#### [Activity list]
a. Summarize the news article about elenbecestat below in two sentences.
b. From the elenbecestat article below, reproduce the part that opens with the words containing "The A3 trial" and closes with "course of Alzheimer’s.".

Last BACE bombs: Eisai, Biogen give up on elenbecestat
The final BACE inhibitor in clinical testing for Alzheimer’s disease – Eisai and Biogen’s elenbecestat – has been abandoned.
The two companies have decided to discontinue their remaining two phase 3 trials of elenbecestat in patients with early-stage Alzheimer’s after a review of the drug’s safety revealed an “unfavourable risk-benefit ratio.”
Elenbecestat joins an ever-lengthening list of Alzheimer’s drugs that have fallen at the last hurdle in clinical testing, including several BACE inhibitors, and further undermines any hope that the progression of the dementia-causing disease can be held up by drugs that target amyloid.
BACE inhibitors reduce the production of amyloid beta in the brain by blocking an enzyme (beta secretase) involved in the formation of the amyloid peptides that clump together to form the characteristic plaques seen in Alzheimer’s-affected brains.
Interest in BACE gathered pace after antibody drugs designed to destroy already-formed plaques failed, on the premise that interrupting their formation might be more effective.
It has proved a fruitless endeavour however as elenbecestat joins BACE drugs from Novartis/Amgen, AstraZeneca/Eli Lilly, Merck & Co/MSD, and Roche, either because of a lack of efficacy or side effects.
It’s not the end for elenbecestat, as the academic-led Alzheimer’s Clinical Trials Consortium (ACTC) has confirmed that it will still press ahead with two trials of the drug announced earlier this year, despite Eisai and Biogen’s decision.
Due to start enrolling next year, the A3 and A45 trials are being backed by a public-private partnership set up between Eisai, the US National Institutes of Health and philanthropic organisations.
The A3 trial will recruit people without any cognitive impairment or amyloid elevation, but are at risk of amyloid accumulation, following the trend of trying to intervene ever-earlier in the course of Alzheimer’s.
A45 will target pre-symptomatic or ‘prodromal’ Alzheimer’s, in other words enrolling subjects with elevated amyloid but no cognitive impairment. Elenbecestat will be tested as a maintenance therapy after BAN2401, another Eisai/Biogen Alzheimer’s drug that can be used to clear amyloid deposits from the brain.
BA2401 also failed to show any improvement at 12 months in a phase 2 trial, although the study has been extended to see if longer-term treatment (up to five years) can show an effect on cognition.

#### [Provided material]

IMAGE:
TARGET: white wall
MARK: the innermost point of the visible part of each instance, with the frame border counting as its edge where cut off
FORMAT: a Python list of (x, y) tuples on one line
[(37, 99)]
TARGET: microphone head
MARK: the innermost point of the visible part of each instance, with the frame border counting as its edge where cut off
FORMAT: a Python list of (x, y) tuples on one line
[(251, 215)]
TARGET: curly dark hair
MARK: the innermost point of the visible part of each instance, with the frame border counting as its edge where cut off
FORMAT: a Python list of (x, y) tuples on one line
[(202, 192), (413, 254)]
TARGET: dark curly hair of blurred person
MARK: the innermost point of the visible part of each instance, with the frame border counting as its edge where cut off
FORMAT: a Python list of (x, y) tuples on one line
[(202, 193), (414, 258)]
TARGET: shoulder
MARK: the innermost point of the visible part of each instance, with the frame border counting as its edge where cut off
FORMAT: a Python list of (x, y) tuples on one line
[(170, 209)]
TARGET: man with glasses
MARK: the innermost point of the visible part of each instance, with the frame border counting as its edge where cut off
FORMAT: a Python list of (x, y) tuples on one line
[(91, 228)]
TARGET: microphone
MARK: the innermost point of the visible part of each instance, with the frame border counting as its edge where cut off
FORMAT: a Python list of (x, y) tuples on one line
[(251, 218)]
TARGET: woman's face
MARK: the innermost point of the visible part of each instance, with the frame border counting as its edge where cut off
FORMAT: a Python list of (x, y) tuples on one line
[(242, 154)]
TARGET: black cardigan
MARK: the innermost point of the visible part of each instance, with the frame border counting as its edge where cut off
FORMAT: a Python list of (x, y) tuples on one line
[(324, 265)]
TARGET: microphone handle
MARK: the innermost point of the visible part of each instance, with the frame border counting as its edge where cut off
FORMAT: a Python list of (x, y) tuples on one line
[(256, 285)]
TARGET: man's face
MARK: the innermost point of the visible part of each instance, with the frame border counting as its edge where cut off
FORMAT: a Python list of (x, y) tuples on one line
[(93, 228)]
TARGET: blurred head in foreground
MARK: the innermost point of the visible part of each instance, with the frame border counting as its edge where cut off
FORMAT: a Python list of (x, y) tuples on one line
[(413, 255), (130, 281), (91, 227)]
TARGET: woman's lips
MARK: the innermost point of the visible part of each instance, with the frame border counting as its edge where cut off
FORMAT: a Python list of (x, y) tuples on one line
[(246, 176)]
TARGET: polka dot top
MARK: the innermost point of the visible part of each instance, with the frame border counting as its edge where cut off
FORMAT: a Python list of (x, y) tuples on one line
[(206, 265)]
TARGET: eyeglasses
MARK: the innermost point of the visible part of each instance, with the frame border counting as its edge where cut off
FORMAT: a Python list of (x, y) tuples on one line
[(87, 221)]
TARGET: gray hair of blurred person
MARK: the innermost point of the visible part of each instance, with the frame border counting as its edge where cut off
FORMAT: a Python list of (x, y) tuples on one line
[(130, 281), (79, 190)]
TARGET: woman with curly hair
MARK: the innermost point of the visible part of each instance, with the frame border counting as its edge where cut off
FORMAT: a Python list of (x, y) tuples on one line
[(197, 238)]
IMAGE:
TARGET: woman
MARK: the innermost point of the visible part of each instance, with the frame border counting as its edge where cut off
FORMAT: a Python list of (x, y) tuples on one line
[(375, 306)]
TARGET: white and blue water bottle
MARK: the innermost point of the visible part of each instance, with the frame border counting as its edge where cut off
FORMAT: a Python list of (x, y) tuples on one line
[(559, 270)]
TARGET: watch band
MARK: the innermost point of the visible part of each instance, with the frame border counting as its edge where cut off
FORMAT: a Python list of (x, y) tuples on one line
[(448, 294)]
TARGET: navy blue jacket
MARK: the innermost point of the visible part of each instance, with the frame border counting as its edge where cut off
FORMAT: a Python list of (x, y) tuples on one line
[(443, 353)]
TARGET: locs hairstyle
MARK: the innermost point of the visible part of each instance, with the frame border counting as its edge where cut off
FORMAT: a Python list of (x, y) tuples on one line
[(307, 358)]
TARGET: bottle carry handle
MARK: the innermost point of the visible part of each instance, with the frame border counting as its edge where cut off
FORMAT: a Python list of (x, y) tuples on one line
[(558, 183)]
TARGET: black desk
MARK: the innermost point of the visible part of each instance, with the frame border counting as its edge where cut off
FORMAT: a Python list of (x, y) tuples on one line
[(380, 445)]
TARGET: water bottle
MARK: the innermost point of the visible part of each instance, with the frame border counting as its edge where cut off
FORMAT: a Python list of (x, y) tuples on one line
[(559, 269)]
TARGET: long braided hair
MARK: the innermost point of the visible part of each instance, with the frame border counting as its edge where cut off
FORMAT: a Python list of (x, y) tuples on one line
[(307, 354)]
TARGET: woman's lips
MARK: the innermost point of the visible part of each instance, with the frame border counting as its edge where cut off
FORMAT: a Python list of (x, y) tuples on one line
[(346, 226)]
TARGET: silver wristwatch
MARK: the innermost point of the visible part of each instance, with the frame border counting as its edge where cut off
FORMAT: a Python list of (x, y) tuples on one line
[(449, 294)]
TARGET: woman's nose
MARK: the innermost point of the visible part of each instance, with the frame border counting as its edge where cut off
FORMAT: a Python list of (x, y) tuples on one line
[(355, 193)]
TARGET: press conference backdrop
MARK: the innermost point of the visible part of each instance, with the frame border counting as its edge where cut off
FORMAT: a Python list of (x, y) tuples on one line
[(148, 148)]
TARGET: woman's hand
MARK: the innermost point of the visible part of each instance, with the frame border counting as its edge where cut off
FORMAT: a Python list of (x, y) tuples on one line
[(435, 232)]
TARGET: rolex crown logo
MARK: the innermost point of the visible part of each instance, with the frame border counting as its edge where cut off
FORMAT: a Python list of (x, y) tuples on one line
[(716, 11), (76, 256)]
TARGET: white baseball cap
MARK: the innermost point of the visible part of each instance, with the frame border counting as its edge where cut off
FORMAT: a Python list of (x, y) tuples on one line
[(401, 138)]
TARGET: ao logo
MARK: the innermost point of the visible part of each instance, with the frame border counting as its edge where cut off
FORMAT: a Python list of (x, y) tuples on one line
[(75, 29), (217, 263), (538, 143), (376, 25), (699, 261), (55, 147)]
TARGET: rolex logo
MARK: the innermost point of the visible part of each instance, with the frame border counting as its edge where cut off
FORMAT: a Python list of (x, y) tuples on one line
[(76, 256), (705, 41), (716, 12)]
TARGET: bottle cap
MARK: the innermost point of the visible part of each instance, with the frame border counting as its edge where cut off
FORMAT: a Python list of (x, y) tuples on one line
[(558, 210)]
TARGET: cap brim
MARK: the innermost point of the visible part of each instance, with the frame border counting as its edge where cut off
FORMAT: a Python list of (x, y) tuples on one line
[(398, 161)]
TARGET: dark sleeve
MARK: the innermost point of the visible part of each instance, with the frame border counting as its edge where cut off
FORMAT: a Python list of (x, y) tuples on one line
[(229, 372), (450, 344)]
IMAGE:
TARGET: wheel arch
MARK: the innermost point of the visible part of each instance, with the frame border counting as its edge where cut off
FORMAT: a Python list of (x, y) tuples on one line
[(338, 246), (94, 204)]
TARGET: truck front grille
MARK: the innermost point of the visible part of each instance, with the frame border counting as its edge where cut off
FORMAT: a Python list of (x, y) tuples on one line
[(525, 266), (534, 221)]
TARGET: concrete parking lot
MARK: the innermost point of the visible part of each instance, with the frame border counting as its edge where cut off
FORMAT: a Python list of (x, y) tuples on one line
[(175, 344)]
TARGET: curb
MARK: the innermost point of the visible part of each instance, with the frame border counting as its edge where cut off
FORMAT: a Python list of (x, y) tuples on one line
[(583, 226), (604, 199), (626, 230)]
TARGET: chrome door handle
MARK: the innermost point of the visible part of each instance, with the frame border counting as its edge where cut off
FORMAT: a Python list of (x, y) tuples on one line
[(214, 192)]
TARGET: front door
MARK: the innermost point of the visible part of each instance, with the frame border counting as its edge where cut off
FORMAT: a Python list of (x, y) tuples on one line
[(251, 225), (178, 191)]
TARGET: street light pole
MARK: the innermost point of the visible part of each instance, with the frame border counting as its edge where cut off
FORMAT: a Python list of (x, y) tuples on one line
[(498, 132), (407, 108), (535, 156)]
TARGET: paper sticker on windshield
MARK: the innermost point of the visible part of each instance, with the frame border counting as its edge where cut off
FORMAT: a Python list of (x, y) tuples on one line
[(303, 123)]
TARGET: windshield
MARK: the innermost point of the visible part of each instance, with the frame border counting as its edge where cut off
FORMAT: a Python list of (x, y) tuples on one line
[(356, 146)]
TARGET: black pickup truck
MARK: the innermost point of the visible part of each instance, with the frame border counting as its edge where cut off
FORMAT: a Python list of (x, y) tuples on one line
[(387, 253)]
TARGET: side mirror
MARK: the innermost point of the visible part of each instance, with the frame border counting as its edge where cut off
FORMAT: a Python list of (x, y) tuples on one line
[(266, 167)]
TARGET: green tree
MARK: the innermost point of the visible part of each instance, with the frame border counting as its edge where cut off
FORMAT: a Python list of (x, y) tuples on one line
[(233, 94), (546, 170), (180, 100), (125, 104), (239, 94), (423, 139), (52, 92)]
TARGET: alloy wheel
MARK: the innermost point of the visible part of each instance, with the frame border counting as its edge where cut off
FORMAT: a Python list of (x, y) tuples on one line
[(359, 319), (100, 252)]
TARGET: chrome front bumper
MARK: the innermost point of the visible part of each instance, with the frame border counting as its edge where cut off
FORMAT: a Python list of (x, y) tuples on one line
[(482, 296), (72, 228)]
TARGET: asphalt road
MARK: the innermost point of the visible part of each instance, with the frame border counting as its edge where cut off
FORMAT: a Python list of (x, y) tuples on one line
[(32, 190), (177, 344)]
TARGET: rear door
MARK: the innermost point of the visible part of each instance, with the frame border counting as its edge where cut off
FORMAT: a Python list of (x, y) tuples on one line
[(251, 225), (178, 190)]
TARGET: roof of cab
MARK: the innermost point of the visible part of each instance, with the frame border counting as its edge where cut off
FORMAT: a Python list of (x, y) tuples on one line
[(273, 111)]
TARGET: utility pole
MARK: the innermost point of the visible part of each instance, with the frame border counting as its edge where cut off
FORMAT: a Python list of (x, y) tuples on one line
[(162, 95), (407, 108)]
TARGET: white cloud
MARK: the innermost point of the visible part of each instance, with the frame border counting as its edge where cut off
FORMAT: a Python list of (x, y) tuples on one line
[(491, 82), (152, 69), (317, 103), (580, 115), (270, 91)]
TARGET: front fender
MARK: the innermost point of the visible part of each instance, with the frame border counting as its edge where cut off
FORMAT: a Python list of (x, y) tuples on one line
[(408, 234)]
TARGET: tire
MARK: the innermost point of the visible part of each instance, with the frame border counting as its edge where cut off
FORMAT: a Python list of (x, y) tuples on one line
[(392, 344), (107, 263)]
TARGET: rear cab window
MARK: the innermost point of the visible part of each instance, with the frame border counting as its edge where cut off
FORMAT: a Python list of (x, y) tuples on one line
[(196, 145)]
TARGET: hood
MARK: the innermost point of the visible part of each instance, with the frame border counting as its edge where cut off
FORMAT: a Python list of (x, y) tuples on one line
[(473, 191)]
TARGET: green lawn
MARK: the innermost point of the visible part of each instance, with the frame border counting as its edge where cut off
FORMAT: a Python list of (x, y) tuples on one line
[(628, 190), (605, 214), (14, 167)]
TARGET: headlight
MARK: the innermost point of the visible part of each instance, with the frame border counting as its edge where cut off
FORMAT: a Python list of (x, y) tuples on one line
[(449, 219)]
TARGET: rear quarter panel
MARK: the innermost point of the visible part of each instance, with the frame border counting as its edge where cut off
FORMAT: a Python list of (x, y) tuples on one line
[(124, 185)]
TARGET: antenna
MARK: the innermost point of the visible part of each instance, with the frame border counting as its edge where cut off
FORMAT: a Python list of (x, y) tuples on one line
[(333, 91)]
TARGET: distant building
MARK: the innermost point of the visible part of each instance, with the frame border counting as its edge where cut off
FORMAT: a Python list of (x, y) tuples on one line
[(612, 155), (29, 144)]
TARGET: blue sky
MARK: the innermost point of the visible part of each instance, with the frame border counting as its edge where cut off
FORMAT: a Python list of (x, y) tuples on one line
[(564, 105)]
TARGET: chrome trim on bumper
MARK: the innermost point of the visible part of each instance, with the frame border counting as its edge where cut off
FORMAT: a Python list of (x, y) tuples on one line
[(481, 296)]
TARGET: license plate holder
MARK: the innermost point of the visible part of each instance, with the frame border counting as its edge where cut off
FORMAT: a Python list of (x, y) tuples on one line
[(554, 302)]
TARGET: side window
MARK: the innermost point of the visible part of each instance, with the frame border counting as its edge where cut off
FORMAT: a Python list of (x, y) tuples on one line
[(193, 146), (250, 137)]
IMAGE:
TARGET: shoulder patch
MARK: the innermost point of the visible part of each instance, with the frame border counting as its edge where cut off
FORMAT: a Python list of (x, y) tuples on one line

#### [Per-task outputs]
a. Eisai and Biogen have dropped their two remaining phase 3 trials of elenbecestat, the last BACE inhibitor in clinical testing for Alzheimer's disease, after a safety review showed an unfavorable risk-benefit ratio. The academic-led Alzheimer's Clinical Trials Consortium will still go ahead with its A3 and A45 trials of the drug, which are due to start enrolling next year.

b.
The A3 trial will recruit people without any cognitive impairment or amyloid elevation, but are at risk of amyloid accumulation, following the trend of trying to intervene ever-earlier in the course of Alzheimer’s.